→ **TASK DIRECTIONS**: Starting at the line containing "strap, one point per instance." and running through the end of the records below, recast those lines as a JSON list of strings, one string per line, with blank lines omitted.

^^^^

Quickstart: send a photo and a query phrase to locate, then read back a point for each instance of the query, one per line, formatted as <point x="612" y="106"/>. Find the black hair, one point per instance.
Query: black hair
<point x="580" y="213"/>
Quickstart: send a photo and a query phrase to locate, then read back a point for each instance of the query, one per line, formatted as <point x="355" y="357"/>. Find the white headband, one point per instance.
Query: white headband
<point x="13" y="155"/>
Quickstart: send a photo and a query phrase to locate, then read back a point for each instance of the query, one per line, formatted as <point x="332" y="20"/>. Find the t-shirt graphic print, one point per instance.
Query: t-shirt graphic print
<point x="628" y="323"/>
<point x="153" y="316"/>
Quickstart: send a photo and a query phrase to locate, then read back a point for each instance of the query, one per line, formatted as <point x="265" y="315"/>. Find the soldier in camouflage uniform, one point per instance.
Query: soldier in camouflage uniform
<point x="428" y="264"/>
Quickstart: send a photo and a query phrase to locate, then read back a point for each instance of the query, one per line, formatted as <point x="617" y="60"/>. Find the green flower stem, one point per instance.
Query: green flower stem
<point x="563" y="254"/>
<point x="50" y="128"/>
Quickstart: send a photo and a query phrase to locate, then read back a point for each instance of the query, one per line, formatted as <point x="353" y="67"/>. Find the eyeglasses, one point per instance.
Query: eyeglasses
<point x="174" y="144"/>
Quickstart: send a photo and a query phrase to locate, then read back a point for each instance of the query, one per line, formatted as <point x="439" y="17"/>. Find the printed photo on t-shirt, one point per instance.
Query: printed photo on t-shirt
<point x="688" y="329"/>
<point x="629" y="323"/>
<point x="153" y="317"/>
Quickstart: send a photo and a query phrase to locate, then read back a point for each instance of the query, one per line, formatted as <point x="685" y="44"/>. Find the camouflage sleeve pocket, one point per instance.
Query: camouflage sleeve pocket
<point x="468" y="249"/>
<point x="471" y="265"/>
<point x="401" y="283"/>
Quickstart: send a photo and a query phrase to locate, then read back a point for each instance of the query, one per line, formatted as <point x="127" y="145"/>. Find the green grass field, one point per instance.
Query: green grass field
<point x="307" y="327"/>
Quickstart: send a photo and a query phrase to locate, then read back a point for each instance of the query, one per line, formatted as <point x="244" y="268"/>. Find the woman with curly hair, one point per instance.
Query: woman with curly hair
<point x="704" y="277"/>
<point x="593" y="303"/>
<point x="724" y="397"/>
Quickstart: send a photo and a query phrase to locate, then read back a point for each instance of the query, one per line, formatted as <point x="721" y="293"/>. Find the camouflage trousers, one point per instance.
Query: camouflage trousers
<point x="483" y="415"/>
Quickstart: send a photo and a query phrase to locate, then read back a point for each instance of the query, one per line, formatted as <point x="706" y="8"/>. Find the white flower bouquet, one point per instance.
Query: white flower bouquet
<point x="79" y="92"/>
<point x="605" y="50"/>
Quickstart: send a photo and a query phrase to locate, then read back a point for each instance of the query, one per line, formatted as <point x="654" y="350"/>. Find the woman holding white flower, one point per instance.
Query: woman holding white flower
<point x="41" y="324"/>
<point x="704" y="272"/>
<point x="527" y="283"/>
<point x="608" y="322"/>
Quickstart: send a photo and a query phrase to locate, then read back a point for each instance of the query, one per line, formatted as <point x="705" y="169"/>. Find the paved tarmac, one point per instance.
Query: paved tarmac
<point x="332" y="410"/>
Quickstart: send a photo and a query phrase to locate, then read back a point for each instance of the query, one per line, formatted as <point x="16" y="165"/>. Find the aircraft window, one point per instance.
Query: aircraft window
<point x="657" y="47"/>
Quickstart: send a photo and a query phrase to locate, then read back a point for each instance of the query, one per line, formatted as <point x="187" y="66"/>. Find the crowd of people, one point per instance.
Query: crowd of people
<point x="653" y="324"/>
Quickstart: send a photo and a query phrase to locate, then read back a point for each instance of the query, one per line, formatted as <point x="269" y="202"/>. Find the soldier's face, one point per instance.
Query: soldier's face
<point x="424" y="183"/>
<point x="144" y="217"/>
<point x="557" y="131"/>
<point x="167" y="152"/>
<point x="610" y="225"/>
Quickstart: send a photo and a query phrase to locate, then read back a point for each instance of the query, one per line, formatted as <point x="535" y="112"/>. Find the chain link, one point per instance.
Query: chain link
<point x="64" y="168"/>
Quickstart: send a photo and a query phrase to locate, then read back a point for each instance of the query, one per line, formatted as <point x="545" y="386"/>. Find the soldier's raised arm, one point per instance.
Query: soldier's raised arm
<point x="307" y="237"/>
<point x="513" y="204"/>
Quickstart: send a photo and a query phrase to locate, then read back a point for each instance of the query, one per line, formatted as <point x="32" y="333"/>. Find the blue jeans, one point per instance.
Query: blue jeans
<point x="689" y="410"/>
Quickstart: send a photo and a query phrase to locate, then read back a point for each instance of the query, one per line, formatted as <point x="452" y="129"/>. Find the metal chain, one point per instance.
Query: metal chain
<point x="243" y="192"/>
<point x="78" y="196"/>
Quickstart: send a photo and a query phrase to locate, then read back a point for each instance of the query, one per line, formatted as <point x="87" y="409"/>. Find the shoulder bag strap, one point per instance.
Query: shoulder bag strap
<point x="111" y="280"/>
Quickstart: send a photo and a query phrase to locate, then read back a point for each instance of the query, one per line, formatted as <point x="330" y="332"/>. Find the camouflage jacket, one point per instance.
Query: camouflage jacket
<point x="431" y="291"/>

^^^^

→ **THE SOLUTION**:
[
  "Quickstart: send a photo and a query phrase to locate, then read back a point for each instance of the query, one per line, formatted as <point x=\"87\" y=\"409\"/>. Find the shoulder bag strap, one point per instance.",
  "Query: shoulder bag strap",
  "<point x=\"111\" y=\"280\"/>",
  "Quickstart: send a photo and a query phrase to locate, then read back a point for each instance of the query, one per line, formatted as <point x=\"330\" y=\"332\"/>. Find the camouflage jacket, one point per instance.",
  "Query: camouflage jacket",
  "<point x=\"431\" y=\"291\"/>"
]